TASKS TO PERFORM -
[a] In the post about byteswapping in C, which gcc version were the tests done with?
[b] From the post about byteswapping in C, copy word for word the part that opens with the words containing "For byteswapping, I" and closes with "a larger routine).".
[c] List every hexadecimal constant that appears in the swap_32 function in the post about byteswapping in C.

DOCUMENT -

•••••

I need to be able to do unaligned memory accesses to memory in
big-endian or little-endian mode. For portability, I'd like to do it
in pure C, but I'd like the compiler to generate optimal sequences for
the operations. Most CPUs that I know of even have special
instructions designed to speed up part or all of these operations.
So I'm looking for ways of writing these to-be-inlined elemental
functions in C that gcc will recognize as such, while still working
correctly, if more slowly, for other compilers.
I've done my tests with 4.1.
For byteswapping, I only found an idiom for 16bits:
unsigned short swap_16(unsigned short v)
{
return (v>>8) | (v<<8);
}
gives (i386, -O9 -fomit-frame-pointer):
movl 4(%esp), %eax
rolw $8, %ax
movzwl %ax, %eax
ret
which is excellent (the movzwl may be extra, but it probably goes away
inside a larger routine).
For 32bits though, the nearest equivalent is only halfway there:
unsigned int swap_32(unsigned int v)
{
v = ((v & 0x00ff00ffU) << 8) | ((v & 0xff00ff00U) >> 8);
v = ((v & 0x0000ffffU) << 16) | ((v & 0xffff0000U) >> 16);
return v;
}
movl 4(%esp), %edx
movl %edx, %eax
andl $16711935, %eax
sall $8, %eax
andl $-16711936, %edx
shrl $8, %edx
orl %edx, %eax
roll $16, %eax
ret
The roll is nice, but it's a tad verbose for what should be a simple
bswap.

•••••

PROVIDED RECORDS -
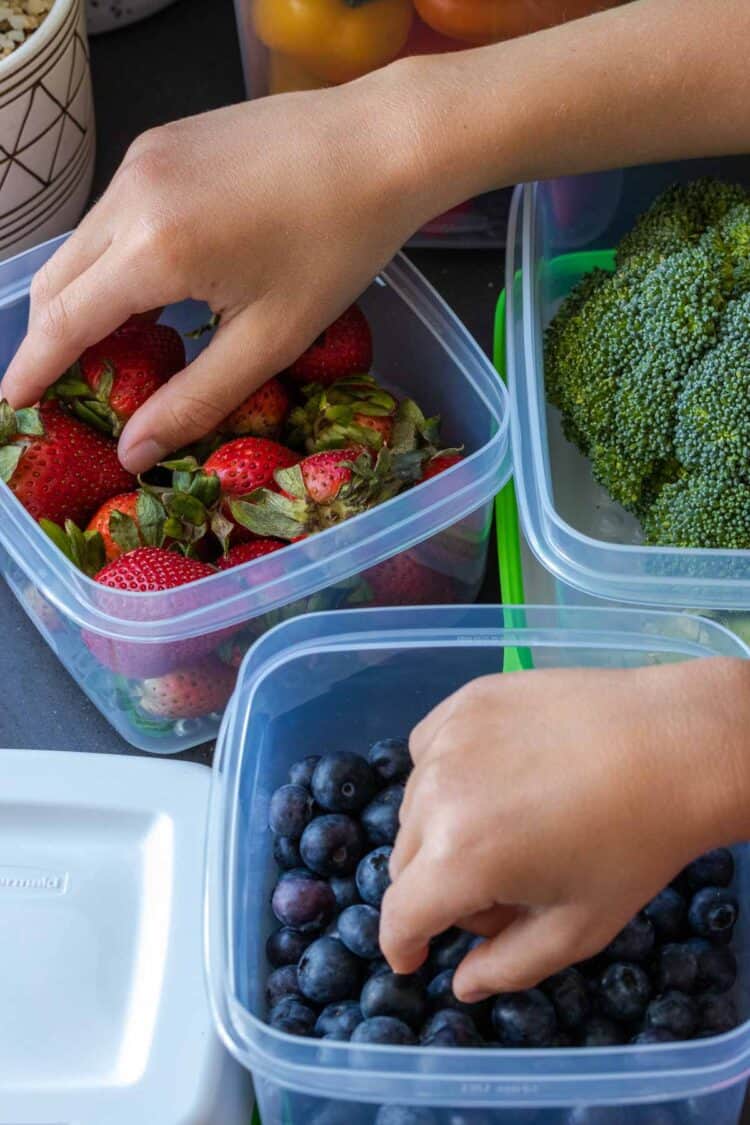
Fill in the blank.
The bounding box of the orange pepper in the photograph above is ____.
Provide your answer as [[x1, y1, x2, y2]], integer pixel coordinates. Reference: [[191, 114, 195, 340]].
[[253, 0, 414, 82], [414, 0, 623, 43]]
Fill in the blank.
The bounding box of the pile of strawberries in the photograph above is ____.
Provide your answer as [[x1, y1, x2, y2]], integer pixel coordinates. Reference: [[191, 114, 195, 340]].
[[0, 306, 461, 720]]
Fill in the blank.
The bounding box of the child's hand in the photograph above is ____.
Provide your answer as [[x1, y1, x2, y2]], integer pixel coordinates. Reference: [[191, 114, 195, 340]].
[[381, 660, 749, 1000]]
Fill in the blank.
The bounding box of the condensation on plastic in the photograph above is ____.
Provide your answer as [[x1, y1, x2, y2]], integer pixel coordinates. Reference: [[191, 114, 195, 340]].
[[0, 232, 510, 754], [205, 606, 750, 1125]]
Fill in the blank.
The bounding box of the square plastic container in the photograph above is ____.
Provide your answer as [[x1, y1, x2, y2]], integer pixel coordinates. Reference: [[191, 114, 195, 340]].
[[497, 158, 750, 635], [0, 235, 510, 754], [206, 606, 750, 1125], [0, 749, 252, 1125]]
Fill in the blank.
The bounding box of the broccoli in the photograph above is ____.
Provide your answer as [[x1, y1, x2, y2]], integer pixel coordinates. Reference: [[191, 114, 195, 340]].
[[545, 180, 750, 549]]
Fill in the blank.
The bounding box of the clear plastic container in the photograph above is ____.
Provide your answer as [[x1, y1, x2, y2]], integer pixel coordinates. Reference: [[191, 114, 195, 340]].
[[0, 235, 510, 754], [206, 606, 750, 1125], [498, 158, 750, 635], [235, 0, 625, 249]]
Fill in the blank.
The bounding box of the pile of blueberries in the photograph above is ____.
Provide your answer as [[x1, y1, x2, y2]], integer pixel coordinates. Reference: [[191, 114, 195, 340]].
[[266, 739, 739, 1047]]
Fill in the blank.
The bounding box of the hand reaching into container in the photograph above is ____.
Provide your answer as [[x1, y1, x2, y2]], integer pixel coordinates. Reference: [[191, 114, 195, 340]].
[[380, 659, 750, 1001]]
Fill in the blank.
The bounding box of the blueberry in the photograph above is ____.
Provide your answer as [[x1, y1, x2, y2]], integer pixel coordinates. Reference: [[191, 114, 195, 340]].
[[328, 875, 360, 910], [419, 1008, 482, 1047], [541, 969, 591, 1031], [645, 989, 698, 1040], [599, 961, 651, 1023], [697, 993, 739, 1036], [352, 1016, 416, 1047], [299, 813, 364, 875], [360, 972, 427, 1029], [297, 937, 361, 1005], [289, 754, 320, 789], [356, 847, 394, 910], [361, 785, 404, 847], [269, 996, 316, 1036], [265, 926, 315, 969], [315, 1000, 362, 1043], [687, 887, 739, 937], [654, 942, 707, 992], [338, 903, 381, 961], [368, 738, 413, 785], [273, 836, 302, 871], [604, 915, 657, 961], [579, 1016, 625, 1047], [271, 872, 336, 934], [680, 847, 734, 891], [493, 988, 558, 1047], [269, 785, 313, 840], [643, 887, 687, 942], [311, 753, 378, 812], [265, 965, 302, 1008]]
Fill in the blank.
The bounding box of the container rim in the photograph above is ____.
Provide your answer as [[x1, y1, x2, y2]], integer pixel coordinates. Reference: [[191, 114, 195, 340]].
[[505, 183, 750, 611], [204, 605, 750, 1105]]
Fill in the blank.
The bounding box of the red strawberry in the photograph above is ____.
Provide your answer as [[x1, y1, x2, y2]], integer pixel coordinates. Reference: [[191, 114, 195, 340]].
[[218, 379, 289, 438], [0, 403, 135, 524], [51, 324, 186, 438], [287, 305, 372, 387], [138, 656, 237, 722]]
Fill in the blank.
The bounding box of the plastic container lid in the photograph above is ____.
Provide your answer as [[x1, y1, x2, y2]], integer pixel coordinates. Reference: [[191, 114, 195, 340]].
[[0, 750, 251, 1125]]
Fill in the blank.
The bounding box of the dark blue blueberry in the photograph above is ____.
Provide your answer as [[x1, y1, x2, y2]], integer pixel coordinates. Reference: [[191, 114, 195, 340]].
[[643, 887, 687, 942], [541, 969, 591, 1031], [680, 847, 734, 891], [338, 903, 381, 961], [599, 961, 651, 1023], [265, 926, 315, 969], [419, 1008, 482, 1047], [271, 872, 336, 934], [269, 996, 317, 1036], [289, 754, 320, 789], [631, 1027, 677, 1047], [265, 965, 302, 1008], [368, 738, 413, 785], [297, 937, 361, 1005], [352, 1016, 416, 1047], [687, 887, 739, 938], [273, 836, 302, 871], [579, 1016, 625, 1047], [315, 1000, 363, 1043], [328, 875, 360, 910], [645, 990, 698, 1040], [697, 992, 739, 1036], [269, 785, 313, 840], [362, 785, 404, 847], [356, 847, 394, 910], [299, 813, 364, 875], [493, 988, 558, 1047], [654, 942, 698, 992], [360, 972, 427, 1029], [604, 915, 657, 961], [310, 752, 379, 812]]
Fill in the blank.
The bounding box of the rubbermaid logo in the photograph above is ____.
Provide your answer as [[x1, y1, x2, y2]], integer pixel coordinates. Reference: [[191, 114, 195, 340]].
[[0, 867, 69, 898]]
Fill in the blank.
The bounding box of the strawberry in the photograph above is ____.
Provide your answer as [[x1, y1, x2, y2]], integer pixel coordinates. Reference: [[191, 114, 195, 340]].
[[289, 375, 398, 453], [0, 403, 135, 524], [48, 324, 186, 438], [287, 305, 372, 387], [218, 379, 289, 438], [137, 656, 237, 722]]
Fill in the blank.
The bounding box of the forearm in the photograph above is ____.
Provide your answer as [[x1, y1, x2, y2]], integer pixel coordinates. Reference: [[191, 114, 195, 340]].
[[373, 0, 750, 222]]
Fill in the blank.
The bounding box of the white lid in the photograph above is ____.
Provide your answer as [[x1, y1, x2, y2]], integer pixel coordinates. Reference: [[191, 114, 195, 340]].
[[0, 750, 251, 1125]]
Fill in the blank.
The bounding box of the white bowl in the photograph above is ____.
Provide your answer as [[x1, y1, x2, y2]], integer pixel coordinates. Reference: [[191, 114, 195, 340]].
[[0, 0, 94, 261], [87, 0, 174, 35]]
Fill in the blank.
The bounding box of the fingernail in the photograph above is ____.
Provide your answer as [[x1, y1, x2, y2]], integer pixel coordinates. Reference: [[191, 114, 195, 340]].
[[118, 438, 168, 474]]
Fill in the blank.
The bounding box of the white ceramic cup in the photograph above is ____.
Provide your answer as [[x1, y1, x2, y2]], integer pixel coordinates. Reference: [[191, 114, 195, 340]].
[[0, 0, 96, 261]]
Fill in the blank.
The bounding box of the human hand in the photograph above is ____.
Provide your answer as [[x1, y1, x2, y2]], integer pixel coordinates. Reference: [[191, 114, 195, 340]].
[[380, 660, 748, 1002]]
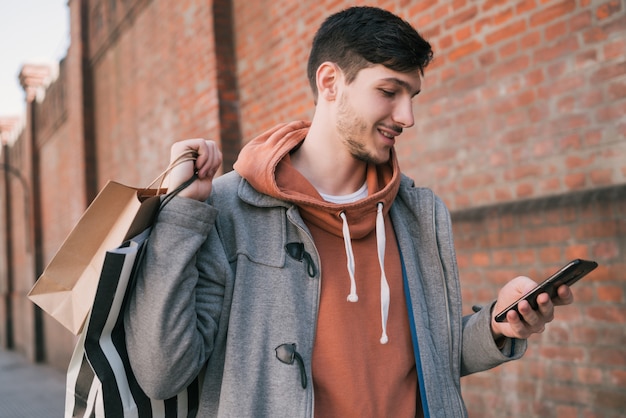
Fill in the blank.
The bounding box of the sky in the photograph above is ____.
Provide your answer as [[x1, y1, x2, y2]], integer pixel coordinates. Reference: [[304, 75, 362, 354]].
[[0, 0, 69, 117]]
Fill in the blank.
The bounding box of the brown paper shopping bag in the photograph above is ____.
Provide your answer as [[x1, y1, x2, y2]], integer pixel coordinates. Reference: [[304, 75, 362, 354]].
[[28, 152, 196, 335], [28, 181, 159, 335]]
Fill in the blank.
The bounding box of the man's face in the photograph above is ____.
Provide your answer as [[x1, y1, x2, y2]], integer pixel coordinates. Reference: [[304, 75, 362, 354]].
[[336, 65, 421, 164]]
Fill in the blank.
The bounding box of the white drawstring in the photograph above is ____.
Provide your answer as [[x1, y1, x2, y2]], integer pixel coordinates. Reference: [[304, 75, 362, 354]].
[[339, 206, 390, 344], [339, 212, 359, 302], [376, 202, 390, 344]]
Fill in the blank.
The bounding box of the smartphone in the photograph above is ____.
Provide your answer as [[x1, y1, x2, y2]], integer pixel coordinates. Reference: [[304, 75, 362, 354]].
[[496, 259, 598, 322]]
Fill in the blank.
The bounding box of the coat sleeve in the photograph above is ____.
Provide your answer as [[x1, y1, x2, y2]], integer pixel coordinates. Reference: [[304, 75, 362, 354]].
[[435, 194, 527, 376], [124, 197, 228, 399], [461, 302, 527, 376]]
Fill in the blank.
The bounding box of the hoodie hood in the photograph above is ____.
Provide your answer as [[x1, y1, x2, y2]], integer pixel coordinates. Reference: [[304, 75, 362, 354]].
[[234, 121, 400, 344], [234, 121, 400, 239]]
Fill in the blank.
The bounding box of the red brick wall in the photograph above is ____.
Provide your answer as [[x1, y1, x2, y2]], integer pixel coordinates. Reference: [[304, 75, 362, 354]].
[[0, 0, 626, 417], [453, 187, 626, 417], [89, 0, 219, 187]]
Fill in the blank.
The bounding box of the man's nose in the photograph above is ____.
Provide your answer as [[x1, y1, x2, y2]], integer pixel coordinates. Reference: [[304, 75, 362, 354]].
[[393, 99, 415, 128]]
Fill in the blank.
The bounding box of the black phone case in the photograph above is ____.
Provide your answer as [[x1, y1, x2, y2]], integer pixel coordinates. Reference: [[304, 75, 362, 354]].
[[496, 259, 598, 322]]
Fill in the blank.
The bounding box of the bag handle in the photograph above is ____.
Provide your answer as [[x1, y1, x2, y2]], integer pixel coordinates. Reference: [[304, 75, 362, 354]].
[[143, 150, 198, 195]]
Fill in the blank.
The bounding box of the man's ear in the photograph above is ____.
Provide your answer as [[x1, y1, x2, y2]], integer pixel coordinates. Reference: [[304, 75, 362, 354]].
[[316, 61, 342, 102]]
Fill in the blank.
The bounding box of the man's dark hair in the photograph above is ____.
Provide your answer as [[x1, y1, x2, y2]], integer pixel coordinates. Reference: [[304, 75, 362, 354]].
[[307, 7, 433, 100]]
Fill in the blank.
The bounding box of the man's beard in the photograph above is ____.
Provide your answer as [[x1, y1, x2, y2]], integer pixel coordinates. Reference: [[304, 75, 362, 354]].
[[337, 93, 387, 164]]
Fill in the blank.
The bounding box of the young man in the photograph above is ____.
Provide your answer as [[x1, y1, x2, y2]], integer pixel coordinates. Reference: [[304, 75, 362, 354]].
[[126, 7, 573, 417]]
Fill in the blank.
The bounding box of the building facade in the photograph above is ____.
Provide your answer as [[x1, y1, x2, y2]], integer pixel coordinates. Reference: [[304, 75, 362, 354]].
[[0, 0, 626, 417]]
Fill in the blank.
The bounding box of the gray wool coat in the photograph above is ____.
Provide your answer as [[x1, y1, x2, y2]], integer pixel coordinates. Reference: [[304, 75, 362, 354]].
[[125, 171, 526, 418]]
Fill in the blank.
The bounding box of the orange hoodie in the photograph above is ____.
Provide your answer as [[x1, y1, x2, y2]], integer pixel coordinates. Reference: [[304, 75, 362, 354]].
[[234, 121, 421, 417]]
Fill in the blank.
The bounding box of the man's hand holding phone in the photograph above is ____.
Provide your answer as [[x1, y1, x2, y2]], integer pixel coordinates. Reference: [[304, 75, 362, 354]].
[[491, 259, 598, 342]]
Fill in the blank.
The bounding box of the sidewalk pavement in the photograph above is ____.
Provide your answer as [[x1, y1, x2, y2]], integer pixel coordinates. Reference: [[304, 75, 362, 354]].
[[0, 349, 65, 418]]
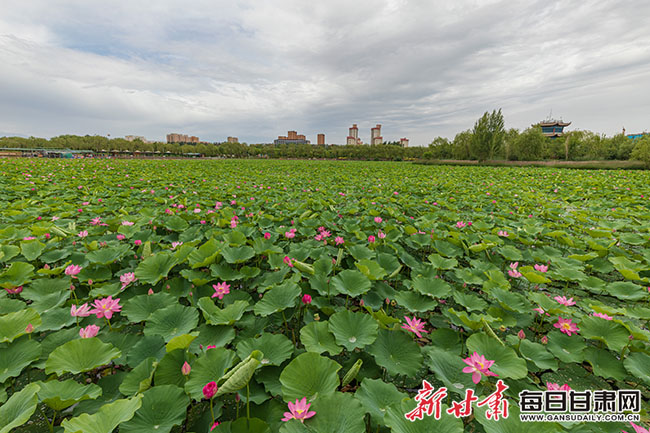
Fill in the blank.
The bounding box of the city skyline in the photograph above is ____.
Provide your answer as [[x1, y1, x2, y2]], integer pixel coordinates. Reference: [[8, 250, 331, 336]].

•••••

EXPECTED ANSWERS -
[a] 4.1

[b]
For byteswapping, I only found an idiom for 16bits:
unsigned short swap_16(unsigned short v)
{
return (v>>8) | (v<<8);
}
gives (i386, -O9 -fomit-frame-pointer):
movl 4(%esp), %eax
rolw $8, %ax
movzwl %ax, %eax
ret
which is excellent (the movzwl may be extra, but it probably goes away
inside a larger routine).

[c]
0x00ff00ffU
0xff00ff00U
0x0000ffffU
0xffff0000U